- **BRANO DA LEGGERE**
Riduzione e accorpamento delle diocesi: «argomento datato e attuale ma trascurato»

«Riduzione e accorpamento delle diocesi» è il terzo compito assegnato ai vescovi, come spunto della riflessione e del dialogo che si è tenuto subito dopo a porte chiuse, nel discorso pronunciato a braccio dal Papa per l’apertura dell’Assemblea della Cei in Vaticano. «Non è facile», ha ammesso Francesco: «L’anno scorso stavamo per accorparne una, ma sono venute delle persone a dirmi: ‘Ma padre, come si fa? L’università è andata via, hanno chiuso una scuola, non c’è il sindaco ma un delegato, e adesso anche voi… Che rimanga il vescovo, soffrono!’».

- **QUESITO 1**
Nel brano sulle diocesi, che posto ha la riduzione e l'accorpamento delle diocesi tra i compiti affidati ai vescovi?
- **QUESITO 2**
Prosegui il brano sulla riduzione delle diocesi partendo dopo la sua ultima frase.
L'elenco è materiale a sé, distinto dal brano.

- **MATERIALE RACCOLTO**
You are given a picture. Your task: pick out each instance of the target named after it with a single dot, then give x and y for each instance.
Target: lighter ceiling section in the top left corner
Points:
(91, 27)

- **SPAZIO RISPOSTA 1**
È il terzo compito.

- **SPAZIO RISPOSTA 2**
«Ma credo che ci sia qualche diocesi che si può accorpare», la proposta del Papa, che ha ricordato che il 23 maggio del 2013, nel suo primo discorso ai vescovi italiani dopo l’elezione al soglio pontificio, aveva già sollevato la questione della riduzione delle diocesi italiane. «Un’esigenza pastorale studiata e approfondita più volte», ha sottolineato Francesco: «Paolo VI, nel 1964, parlava di un eccessivo numero di diocesi», e il 23 giugno del 1966, in occasione dell’Assemblea della Cei, aveva definito «necessario ritoccare confini di alcune diocesi, ma più che altro procedere alla fusione di non poche diocesi». «Anche la Congregazione dei vescovi, nel 2016 – ma io nel 2013 – ha chiesto alle Conferenze episcopali regionali di inviare un parere sul progetto di riordino delle diocesi alla Segreteria generale della Cei», ha fatto notare ancora il Papa, definendo tale questione «un argomento datato e attuale, trascurato per molto tempo». «Credo sia giunta l’ora di concluderlo al più presto», l’invito.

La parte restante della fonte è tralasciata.